_Problem to work on_.
Could you write out the records below exactly as they appear?

++++

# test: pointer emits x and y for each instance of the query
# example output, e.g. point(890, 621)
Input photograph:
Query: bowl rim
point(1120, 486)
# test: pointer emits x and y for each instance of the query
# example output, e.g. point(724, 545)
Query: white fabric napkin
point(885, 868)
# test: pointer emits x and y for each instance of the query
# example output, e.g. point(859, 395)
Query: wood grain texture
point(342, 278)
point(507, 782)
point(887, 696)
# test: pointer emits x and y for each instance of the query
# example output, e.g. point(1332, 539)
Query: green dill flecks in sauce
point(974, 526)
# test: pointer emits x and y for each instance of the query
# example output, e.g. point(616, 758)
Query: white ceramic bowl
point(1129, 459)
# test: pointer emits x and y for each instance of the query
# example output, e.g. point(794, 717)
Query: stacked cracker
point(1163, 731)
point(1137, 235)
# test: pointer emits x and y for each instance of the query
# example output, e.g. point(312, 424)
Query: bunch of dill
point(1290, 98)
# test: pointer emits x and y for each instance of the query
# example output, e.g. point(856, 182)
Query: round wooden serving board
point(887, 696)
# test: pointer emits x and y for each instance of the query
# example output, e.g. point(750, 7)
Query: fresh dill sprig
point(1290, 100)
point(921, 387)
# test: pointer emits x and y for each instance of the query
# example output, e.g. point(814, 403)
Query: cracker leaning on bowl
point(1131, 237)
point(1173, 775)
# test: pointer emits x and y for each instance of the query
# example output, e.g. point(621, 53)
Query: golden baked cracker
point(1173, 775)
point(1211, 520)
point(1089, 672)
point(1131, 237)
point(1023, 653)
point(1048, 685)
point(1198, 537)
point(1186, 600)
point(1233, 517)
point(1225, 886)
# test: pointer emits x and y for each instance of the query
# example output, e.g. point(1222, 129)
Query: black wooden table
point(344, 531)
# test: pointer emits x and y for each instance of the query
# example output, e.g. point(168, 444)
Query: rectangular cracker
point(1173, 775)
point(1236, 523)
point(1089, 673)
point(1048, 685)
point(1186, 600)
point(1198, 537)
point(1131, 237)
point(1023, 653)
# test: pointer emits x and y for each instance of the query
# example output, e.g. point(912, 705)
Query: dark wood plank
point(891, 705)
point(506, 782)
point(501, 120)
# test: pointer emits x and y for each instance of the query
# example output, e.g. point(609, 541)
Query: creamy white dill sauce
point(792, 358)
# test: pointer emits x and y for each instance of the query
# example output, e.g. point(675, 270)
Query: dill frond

++++

_Answer to this exercise_.
# test: pointer emits x and y for each instance of the query
# example output, e.g. point(890, 621)
Input photograph:
Query: bowl rim
point(1120, 486)
# test: pointer emits x and y for each instance of the query
# example output, e.g. point(724, 545)
Query: white fabric napkin
point(885, 868)
# test: pointer emits x and y for each instance of the query
# example output, e.g. point(859, 395)
Query: wood grain texture
point(342, 278)
point(507, 782)
point(887, 696)
# test: pointer emits x and y for each instance of the query
# example output, e.g. point(1332, 539)
Query: green dill flecks in sauce
point(974, 526)
# test: pointer emits x and y for each instance of the query
# example output, e.g. point(616, 758)
Query: white ceramic bowl
point(1129, 459)
# test: pointer emits x and y for each instance of the query
# example output, e.g. point(794, 717)
Query: stacked cracker
point(1163, 731)
point(1137, 235)
# test: pointer emits x and y for each instance of the query
# example output, e.g. point(312, 424)
Query: bunch of dill
point(1290, 98)
# test: pointer emits x and y for each instance of the query
# example output, e.g. point(856, 182)
Query: round wooden serving board
point(887, 696)
# test: pointer emits x and y for each instance of the query
# example output, e.g. point(750, 7)
Query: fresh dill sprig
point(1290, 100)
point(921, 387)
# test: pointer emits x and y for each instance of the query
# example output, e.g. point(814, 403)
Query: cracker leaning on bowl
point(1131, 237)
point(1173, 775)
# test: pointer emits x and y for each instance of the query
# example output, e.g. point(621, 53)
Query: golden baked cracker
point(1173, 775)
point(1211, 520)
point(1089, 672)
point(1131, 237)
point(1023, 653)
point(1048, 685)
point(1198, 537)
point(1186, 600)
point(1233, 517)
point(1225, 886)
# test: pointer emits x and y for each instance of the query
# example output, e.g. point(1222, 129)
Query: black wooden table
point(344, 531)
# test: pointer emits x and y for each instance of the query
# example output, e.g. point(168, 444)
Query: rectangular cracker
point(1173, 775)
point(1236, 523)
point(1089, 673)
point(1048, 685)
point(1186, 600)
point(1198, 537)
point(1131, 237)
point(1023, 653)
# test: pointer emits x and y for each instance of the query
# example output, e.g. point(912, 705)
Query: dark wood plank
point(891, 705)
point(506, 782)
point(501, 120)
# test: pointer emits x and y for each instance of the query
# example output, e.g. point(609, 541)
Query: creamy white dill sauce
point(792, 358)
# test: pointer emits x and y for each instance of the query
# example output, e.g. point(675, 270)
Query: dill frond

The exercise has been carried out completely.